[Saved entries]
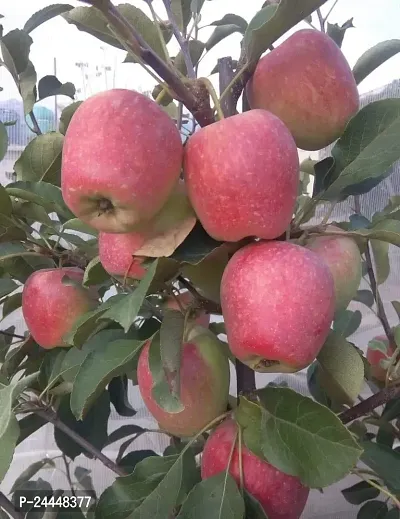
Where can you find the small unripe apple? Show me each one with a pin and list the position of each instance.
(242, 176)
(307, 83)
(122, 157)
(278, 303)
(51, 307)
(374, 357)
(185, 300)
(204, 385)
(117, 254)
(343, 258)
(282, 496)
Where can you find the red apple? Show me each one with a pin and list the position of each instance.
(117, 251)
(122, 156)
(278, 304)
(374, 357)
(343, 258)
(242, 176)
(50, 307)
(204, 385)
(185, 300)
(281, 496)
(309, 85)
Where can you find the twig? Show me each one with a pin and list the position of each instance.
(68, 474)
(13, 335)
(7, 506)
(51, 417)
(369, 404)
(183, 43)
(321, 20)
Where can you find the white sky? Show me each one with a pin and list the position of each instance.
(57, 39)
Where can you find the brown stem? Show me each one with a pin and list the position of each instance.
(51, 417)
(369, 404)
(8, 507)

▶ Task item: Give back, unchanged, every line from the one with "Where can you find the brown" to the end of the entries above.

▶ Response area:
Where can you find the brown stem? Show me each one with a pin and list the position of each instance.
(51, 417)
(369, 404)
(8, 507)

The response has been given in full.